# Supplied material:
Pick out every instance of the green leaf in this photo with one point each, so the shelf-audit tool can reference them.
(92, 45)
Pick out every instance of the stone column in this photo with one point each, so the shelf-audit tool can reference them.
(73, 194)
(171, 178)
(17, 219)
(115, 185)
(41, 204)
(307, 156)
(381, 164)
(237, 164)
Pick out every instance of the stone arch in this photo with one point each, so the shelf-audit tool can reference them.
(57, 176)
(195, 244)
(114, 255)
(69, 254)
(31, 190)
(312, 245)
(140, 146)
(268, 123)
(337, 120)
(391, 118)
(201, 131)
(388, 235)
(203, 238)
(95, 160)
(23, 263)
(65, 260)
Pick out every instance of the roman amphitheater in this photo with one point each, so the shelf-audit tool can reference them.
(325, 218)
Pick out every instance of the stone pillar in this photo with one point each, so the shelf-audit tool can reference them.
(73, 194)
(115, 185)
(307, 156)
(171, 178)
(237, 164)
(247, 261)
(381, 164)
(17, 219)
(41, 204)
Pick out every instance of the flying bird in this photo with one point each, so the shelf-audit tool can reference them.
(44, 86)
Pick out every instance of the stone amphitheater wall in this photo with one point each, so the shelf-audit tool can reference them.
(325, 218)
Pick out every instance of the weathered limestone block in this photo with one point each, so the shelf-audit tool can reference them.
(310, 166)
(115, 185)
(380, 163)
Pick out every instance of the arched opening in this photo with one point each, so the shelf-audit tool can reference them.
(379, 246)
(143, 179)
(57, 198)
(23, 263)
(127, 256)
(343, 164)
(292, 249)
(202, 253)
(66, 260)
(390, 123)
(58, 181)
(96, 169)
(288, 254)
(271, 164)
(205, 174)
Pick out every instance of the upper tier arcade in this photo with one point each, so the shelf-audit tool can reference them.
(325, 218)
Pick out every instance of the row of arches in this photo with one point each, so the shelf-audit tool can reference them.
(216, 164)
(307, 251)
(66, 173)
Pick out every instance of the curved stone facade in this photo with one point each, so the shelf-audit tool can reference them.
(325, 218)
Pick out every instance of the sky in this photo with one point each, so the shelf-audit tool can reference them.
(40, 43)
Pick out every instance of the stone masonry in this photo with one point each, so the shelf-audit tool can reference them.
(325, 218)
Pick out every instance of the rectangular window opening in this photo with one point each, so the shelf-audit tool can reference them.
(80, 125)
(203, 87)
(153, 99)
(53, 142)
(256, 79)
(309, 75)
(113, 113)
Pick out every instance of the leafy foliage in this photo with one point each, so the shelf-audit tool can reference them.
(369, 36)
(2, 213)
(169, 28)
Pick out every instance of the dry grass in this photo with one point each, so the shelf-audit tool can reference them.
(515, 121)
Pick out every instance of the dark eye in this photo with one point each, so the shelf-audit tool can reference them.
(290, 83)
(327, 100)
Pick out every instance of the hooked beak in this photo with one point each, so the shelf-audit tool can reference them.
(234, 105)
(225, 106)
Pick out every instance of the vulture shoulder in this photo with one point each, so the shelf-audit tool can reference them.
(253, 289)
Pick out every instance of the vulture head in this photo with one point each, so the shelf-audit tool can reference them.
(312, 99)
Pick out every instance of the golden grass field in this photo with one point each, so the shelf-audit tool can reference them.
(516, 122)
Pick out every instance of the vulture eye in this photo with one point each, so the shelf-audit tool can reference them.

# Required work:
Please repeat all of the material above word for word, every line in its original order.

# Completed task:
Pick out every instance of the green leaf in this photo with one point each, so the shelf-audit tool can reference them.
(92, 45)
Pick out every instance of the stone column in this photo with one point each, so the shelf-audit tool can reference them.
(73, 194)
(171, 178)
(17, 219)
(115, 185)
(41, 204)
(307, 156)
(381, 164)
(237, 164)
Pick out every instance of the stone arch in this photo with one point each, so the shelf-audit tool can reference them.
(57, 176)
(195, 244)
(114, 255)
(69, 254)
(31, 190)
(312, 245)
(140, 146)
(268, 123)
(337, 120)
(391, 118)
(201, 131)
(388, 235)
(203, 238)
(95, 160)
(23, 263)
(65, 260)
Pick out every instance of the roman amphitheater in this photo with one point each, so the shelf-audit tool can reference them.
(325, 218)
Pick out every instance of the stone pillar in this photo with one point each, so the shelf-audit tool can reference them.
(73, 194)
(115, 185)
(307, 156)
(171, 178)
(237, 164)
(247, 261)
(381, 164)
(17, 219)
(41, 204)
Pick out every instance of the flying bird in this photo with one point each, so the shelf-audit tool can reference them.
(44, 86)
Pick out every instance of the stone amphitheater wall in this photo with one point each, so the shelf-audit tool can reference them.
(325, 218)
Pick out every instance of the weathered limestone block in this photo with one point each, so the shelf-audit tool can reference them.
(310, 166)
(115, 185)
(380, 163)
Pick out every instance of the arched opening in this photo with one point each, so the shelf-audit tool can reference them.
(379, 246)
(143, 179)
(57, 198)
(23, 263)
(127, 256)
(343, 164)
(292, 249)
(202, 253)
(66, 260)
(390, 123)
(58, 181)
(96, 169)
(288, 254)
(271, 164)
(205, 174)
Pick out every instance of the upper tier arcade in this photo with one point each, so the shelf-audit tool can reference them.
(325, 218)
Pick out every instance of the row of arches in this photo with one point each, so the shelf-audit tool can reference them.
(216, 164)
(307, 251)
(66, 173)
Pick out every instance of the curved stone facade in this photo with one point each, so the shelf-audit tool can reference them.
(325, 218)
Pick out every instance of the sky in this photo with one point each, so the shelf-audit tool can reference them.
(40, 43)
Pick out every instance of the stone masonry in this photo with one point each, so the shelf-audit tool can reference them.
(325, 218)
Pick out every instance of the rectangular window opening in this photo with one point each, so the shelf-audit tool can reference them.
(80, 125)
(203, 87)
(153, 99)
(53, 142)
(256, 79)
(309, 75)
(113, 113)
Pick out every instance of the leafy foliage in this photo with one point each, so the shelf-audit tool can reference them.
(369, 36)
(2, 213)
(169, 28)
Pick out every instance of the dry grass in this photo with one point each, so the shelf-audit tool can reference them.
(515, 121)
Pick out every instance of the dark eye in this photo with one point each, so the shelf-audit tool can reference them.
(290, 83)
(327, 100)
Pick out every instance of the hooked beak in this photo with one point each, so the shelf-audit tool can reference them.
(234, 105)
(225, 106)
Pick out every instance of the vulture shoulder in this photo with one point each, so the shelf-audit tool can reference them.
(253, 289)
Pick out every instance of the vulture head in this photo with one point each, so the shelf-audit tool can reference them.
(312, 99)
Pick out every instance of the golden grass field in this photo with one point each, so the shelf-audit tool can reference them.
(516, 122)
Pick out every instance of the vulture eye in this photo with one point each, so the shelf-audit tool can reference them.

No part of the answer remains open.